Dataset excerpt

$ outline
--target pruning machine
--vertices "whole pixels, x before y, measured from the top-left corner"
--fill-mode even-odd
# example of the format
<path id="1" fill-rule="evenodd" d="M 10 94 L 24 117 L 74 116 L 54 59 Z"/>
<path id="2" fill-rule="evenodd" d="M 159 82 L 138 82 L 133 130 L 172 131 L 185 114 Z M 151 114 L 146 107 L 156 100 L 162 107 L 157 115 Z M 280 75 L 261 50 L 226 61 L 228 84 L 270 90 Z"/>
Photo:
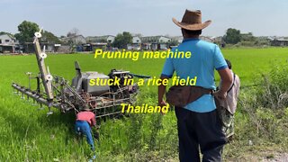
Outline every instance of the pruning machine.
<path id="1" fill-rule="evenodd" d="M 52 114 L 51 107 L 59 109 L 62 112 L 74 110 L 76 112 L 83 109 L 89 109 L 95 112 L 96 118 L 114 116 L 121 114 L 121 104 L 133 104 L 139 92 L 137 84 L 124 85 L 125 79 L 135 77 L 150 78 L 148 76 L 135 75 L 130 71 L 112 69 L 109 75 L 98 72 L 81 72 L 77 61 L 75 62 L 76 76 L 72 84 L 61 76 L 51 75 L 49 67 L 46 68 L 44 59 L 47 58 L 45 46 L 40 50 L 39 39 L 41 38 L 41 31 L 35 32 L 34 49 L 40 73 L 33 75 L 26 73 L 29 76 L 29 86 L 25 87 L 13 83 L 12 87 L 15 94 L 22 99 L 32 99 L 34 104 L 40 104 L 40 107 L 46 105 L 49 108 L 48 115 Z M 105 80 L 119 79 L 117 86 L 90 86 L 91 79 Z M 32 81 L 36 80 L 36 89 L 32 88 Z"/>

WHAT YOU HAVE TO DO: Please turn the whole listing above into a numbered list with one line per item, skipping blank lines and leaving out the pictures.

EXERCISE OUTPUT:
1. $ outline
2. --target pruning machine
3. --vertices "whole pixels, x before y, measured from the top-left corner"
4. --fill-mode even-odd
5. # example of the format
6. <path id="1" fill-rule="evenodd" d="M 10 94 L 24 117 L 74 116 L 54 59 Z"/>
7. <path id="2" fill-rule="evenodd" d="M 159 82 L 138 82 L 133 130 L 172 131 L 185 114 Z M 151 114 L 146 107 L 156 100 L 162 107 L 157 115 Z M 280 75 L 261 50 L 226 61 L 228 84 L 270 90 Z"/>
8. Photo:
9. Outline every instance of the pruning machine.
10. <path id="1" fill-rule="evenodd" d="M 52 114 L 51 107 L 59 109 L 62 112 L 74 110 L 76 112 L 83 109 L 89 109 L 95 112 L 96 118 L 114 116 L 121 114 L 121 104 L 133 104 L 139 92 L 137 84 L 124 85 L 125 79 L 135 77 L 150 78 L 148 76 L 135 75 L 130 71 L 112 69 L 109 75 L 98 72 L 81 72 L 77 61 L 75 62 L 76 76 L 72 84 L 61 76 L 51 75 L 49 67 L 46 68 L 44 59 L 47 58 L 45 46 L 40 50 L 39 39 L 41 38 L 41 31 L 35 32 L 34 49 L 40 73 L 33 75 L 26 73 L 29 76 L 29 86 L 25 87 L 13 83 L 12 87 L 15 94 L 22 99 L 32 99 L 34 104 L 40 104 L 40 107 L 46 105 L 49 108 L 48 115 Z M 105 80 L 119 79 L 117 86 L 90 86 L 91 79 Z M 32 81 L 36 80 L 36 89 L 32 88 Z"/>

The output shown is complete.